*Exercise prompt*:
Please copy out all the lines below again, requests included, scaling every coordinate in the answers by 0.95 and rounding to whole numbers with halves going up; leave the sample points in the requests as they are, and omit the pictures.

BEGIN Record excerpts

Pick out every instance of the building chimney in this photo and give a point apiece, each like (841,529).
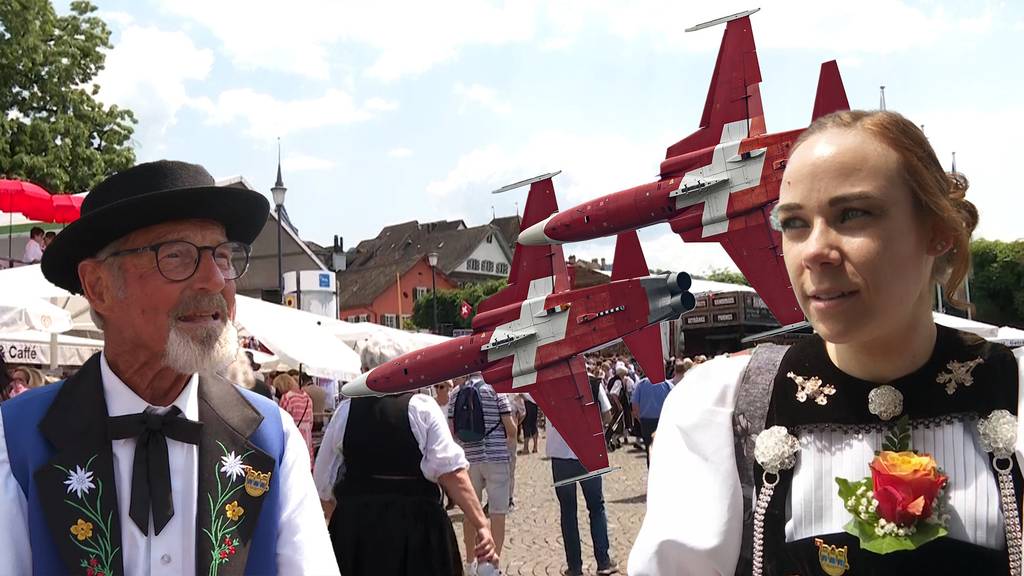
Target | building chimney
(338,261)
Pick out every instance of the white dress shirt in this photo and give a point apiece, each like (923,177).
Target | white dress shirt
(303,543)
(33,252)
(440,453)
(696,479)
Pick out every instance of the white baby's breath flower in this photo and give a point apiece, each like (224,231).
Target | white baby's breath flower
(775,449)
(79,482)
(998,434)
(231,465)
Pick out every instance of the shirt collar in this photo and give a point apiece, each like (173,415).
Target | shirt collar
(122,400)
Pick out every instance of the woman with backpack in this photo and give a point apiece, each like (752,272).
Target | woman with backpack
(883,444)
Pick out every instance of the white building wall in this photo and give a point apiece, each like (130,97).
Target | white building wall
(487,251)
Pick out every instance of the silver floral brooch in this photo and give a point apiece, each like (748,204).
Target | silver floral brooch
(957,373)
(885,402)
(812,388)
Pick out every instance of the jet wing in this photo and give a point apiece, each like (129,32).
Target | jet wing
(757,250)
(532,263)
(562,392)
(733,94)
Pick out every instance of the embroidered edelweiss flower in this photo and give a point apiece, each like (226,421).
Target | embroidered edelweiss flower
(998,434)
(957,373)
(885,402)
(82,530)
(231,465)
(775,449)
(79,482)
(233,510)
(813,388)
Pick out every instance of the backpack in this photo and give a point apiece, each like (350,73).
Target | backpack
(468,417)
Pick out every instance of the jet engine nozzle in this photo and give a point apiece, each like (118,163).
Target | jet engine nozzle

END Record excerpts

*In response*:
Pick out every instance of the building chimney in this photo and give a point apiece, each like (841,529).
Target | building chimney
(321,248)
Pick out every instance of the white dress shirt in this photo and give a point apiece, each like (923,177).
Target | white dress shirt
(288,516)
(31,239)
(418,430)
(661,455)
Pick out every instance of the white baby's breath flower in this photo and give a point apiece, each like (224,231).
Target | white baby's breath flower
(736,427)
(75,458)
(948,412)
(219,442)
Pick out every instance of the shirt collar in this photo and give a point apiece, each like (173,415).
Target | shirt collar
(116,380)
Pick out every instance of the woman with backpack in this photo and give a point apiece, each like (752,272).
Target | woman with backpack
(839,422)
Pick out every instance of the white building wall in this photo and give a point apiece, each like (130,97).
Target | white building wall
(463,238)
Pick out every instance of the silver floral brooch in this photo and give a point apiece, each like (748,204).
Target | silver floral brooch
(909,354)
(841,382)
(771,369)
Pick out every instance of the jet wing in this photo and give a point apiece, each like (129,32).
Target | jet wing
(719,238)
(505,250)
(534,372)
(696,89)
Pick out every instance of the embroidered edelweiss flower in this photo and give a point apiece, each like (226,421).
Target | embroidered edelweiss flower
(948,412)
(909,354)
(841,382)
(78,504)
(219,442)
(736,427)
(75,458)
(221,485)
(772,369)
Pick out every instance of the backpack in this photo and give a point apiece, each like (350,73).
Target | backpack
(445,396)
Pick out every instance of the jet engine nozzle in this photo and give a point apiece, each like (118,163).
Target | jet engine nozzle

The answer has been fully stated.